What the task requires → Reproduce every line of the material below, starting at its first line and ending at the line containing "[243, 0, 372, 177]". Shift each answer coordinate by adding -79 to it, and leave all other numbers unchanged.

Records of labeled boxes
· · · ·

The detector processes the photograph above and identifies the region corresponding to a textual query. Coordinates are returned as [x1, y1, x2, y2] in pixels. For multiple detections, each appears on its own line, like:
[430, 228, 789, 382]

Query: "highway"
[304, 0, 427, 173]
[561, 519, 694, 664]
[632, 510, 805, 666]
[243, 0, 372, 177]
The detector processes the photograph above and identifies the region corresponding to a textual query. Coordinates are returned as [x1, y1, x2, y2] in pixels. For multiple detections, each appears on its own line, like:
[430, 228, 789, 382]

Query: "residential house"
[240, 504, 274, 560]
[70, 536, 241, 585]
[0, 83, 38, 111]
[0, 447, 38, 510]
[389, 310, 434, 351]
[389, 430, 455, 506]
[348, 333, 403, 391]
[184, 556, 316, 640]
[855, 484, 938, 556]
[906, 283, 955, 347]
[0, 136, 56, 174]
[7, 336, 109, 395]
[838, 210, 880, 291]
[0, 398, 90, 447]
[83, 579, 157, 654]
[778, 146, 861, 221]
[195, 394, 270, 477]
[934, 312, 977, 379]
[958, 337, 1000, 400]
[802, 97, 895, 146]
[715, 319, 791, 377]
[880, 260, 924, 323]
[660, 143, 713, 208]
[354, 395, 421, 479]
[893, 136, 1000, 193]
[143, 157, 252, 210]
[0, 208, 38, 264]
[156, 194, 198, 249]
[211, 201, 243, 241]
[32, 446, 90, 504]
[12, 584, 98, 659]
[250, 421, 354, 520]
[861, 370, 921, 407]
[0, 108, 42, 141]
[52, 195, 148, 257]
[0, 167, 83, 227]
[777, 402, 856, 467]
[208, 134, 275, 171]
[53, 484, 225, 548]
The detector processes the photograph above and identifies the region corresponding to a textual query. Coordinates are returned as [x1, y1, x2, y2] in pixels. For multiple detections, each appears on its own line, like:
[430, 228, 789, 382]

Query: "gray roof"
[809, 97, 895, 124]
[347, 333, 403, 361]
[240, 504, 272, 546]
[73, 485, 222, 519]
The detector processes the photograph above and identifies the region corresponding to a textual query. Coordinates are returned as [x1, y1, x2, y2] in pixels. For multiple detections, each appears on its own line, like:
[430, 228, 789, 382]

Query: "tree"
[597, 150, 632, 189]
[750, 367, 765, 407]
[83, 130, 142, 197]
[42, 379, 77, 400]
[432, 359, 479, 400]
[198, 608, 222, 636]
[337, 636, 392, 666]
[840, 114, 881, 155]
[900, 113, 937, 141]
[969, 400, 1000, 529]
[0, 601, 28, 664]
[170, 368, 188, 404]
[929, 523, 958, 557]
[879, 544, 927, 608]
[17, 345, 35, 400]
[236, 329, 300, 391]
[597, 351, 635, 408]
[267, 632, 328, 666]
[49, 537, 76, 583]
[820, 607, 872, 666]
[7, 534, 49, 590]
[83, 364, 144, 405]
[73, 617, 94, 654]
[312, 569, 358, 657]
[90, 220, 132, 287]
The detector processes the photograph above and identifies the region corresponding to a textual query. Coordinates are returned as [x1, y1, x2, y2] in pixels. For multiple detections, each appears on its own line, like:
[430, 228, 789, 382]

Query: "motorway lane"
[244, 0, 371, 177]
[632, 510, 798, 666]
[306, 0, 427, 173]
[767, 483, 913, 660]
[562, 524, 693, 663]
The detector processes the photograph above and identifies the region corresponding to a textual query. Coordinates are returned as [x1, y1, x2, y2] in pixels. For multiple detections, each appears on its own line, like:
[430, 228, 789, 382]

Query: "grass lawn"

· · · ·

Final answer →
The detector processes the photograph above and identifies the region corresponding to a textual query. Coordinates are returned as [x1, y1, x2, y2] in pixels. For multiple detections, each appears on its own line, like:
[430, 228, 789, 382]

Query: "highway"
[225, -79, 348, 94]
[482, 440, 615, 585]
[553, 431, 726, 587]
[164, -79, 293, 98]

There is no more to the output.